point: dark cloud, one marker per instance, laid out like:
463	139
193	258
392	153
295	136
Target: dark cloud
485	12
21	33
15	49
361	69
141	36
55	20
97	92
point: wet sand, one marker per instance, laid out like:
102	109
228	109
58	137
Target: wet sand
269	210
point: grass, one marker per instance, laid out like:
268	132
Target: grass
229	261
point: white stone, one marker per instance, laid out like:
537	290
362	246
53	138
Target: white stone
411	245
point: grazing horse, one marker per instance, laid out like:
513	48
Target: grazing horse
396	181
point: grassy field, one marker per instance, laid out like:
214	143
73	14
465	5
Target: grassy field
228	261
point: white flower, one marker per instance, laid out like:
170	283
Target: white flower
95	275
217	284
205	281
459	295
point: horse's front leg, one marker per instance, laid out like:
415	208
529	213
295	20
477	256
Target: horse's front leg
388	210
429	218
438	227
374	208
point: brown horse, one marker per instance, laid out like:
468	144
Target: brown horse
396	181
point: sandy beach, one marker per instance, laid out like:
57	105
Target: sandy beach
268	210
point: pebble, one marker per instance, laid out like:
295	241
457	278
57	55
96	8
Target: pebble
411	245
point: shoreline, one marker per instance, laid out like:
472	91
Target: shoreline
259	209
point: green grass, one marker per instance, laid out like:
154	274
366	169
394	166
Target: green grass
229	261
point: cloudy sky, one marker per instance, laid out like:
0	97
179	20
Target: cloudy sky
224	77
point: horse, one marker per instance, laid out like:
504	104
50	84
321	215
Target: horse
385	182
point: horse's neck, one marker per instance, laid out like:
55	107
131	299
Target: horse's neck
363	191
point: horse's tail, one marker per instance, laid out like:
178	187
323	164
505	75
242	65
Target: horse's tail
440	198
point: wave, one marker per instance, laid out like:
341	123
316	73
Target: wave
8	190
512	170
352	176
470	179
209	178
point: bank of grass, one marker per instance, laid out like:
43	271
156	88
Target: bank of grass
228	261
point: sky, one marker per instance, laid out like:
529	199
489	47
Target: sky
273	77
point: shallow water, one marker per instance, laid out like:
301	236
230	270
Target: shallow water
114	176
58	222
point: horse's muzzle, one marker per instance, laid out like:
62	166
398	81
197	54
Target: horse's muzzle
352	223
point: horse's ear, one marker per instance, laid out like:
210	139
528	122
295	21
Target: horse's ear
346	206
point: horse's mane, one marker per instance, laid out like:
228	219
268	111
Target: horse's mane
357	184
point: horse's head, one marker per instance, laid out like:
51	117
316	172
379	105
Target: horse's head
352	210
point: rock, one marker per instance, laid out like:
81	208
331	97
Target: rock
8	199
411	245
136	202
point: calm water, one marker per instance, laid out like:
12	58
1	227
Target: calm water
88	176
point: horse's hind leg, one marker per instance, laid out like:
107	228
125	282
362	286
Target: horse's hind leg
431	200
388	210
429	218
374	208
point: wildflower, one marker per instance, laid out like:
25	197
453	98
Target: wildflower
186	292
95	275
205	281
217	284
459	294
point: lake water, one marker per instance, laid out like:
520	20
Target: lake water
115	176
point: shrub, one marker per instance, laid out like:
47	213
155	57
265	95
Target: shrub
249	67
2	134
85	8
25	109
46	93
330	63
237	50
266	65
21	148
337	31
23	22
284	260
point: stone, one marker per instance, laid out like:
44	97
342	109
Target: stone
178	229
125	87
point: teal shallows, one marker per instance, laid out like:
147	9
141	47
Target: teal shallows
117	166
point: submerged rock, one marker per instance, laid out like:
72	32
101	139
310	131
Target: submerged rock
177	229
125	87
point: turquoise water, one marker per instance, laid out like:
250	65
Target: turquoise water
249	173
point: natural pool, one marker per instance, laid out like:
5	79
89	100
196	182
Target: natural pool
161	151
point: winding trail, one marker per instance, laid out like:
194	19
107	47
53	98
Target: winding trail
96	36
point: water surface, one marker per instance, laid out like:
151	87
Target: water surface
*****
STATED EXERCISE: Return what is listed above, exactly and completely.

RESULT FOR THIS TASK:
point: dark cloud, one marker per instance, laid out like:
463	139
193	258
392	153
295	136
Target: dark cloud
485	12
21	33
15	49
361	69
141	36
55	20
97	92
point: wet sand, one marker per instance, laid out like:
102	109
228	109
58	137
Target: wet sand
269	210
point: grass, one marker per instance, laid out like:
268	132
Target: grass
229	261
point: white stone, one marker per instance, laid out like:
537	290
362	246
53	138
Target: white stone
411	245
point: grazing horse, one marker per instance, laid out like:
513	48
Target: grazing horse
396	181
point: grassy field, one marker per instance, laid out like:
214	143
73	14
465	5
Target: grassy field
228	261
point: white flower, one marker per instance, laid out like:
170	283
Target: white flower
95	275
217	284
205	281
459	295
point: horse's front leg, one marker per instance, laid out like:
415	208
529	213
295	20
477	256
Target: horse's front leg
388	210
429	218
438	227
374	208
point: brown horse, one marker per instance, laid out like:
468	144
Target: brown horse
396	181
point: sandy beach, one marker per instance, laid out like:
57	105
Target: sandy beach
268	210
point: pebble, one marker per instance, laid out like:
295	241
457	278
57	55
96	8
Target: pebble
411	245
point: shoreline, one marker per instance, laid out like:
472	91
Target: shoreline
259	209
point: green grass, one marker per instance, laid out like:
154	274
366	169
394	166
Target: green grass
229	261
point: cloudy sky, one marker per instance, laid out like:
0	97
179	20
Target: cloudy sky
224	77
point: horse, one marker per instance, laid out like:
504	104
50	84
321	215
Target: horse
385	182
point: horse's neck, one marker per instance, laid out like:
55	107
131	299
Target: horse's neck
363	191
point: horse's tail, one marker per instance, laid out like:
178	187
323	164
505	75
242	65
Target: horse's tail
440	198
point: wave, one marker per instance, laid out like:
341	123
316	73
Target: wave
8	190
512	170
352	176
470	179
209	178
point: bank of grass, one marker per instance, laid out like:
43	271
156	88
Target: bank of grass
228	261
point: sky, one marker per instance, laid out like:
529	199
489	47
Target: sky
273	77
point: shallow water, one marker per instance, laid out like:
301	236
230	270
Target: shallow water
114	176
58	222
point: horse's muzzle, one marker per instance, laid out like:
62	166
398	81
197	54
Target: horse's muzzle
352	223
point: horse's ear, one marker per instance, laid out like:
210	139
528	122
295	21
Target: horse's ear
346	206
point: horse's mane, one marker per instance, laid out like:
228	219
268	111
Target: horse's mane
357	184
point: horse's head, one marker per instance, laid out like:
51	117
316	172
379	105
Target: horse's head
352	210
point: rock, one marker per instance, laid out like:
81	208
331	97
Target: rock
8	199
411	245
136	202
point: calm water, one marker per instance, laid out like:
12	58
1	227
Target: calm water
88	176
point: horse's hind leg, one marker per instance, laid out like:
107	228
125	282
362	286
Target: horse's hind leg
431	200
388	210
429	218
374	208
point: wildflower, one marker per instance, laid out like:
25	197
453	98
Target: wildflower
186	292
95	275
205	281
217	284
459	294
point: lake water, one marker per instance, laid out like:
520	20
Target: lake water
115	176
point: shrub, one marker per instance, laid out like:
47	213
155	57
265	95
Target: shrub
249	67
2	134
85	8
25	109
46	93
330	63
237	50
266	65
21	148
337	31
23	22
284	260
point: stone, one marker per instance, laid out like:
44	97
342	109
Target: stone
178	229
125	87
point: teal shallows, one marker per instance, laid out like:
147	9
141	47
Target: teal shallows
117	166
point: submerged rock, one marker per instance, laid out like:
72	32
101	139
310	131
Target: submerged rock
177	229
125	87
point: turquoise water, one marker per instance, laid out like:
250	65
Target: turquoise water
249	173
point: natural pool, one marker per instance, laid out like:
5	79
89	100
196	182
Target: natural pool
161	151
point: winding trail, one marker per instance, laid out like:
194	19
107	47
53	98
Target: winding trail
96	36
point: water surface, one marker per instance, laid out like:
151	87
Target: water surface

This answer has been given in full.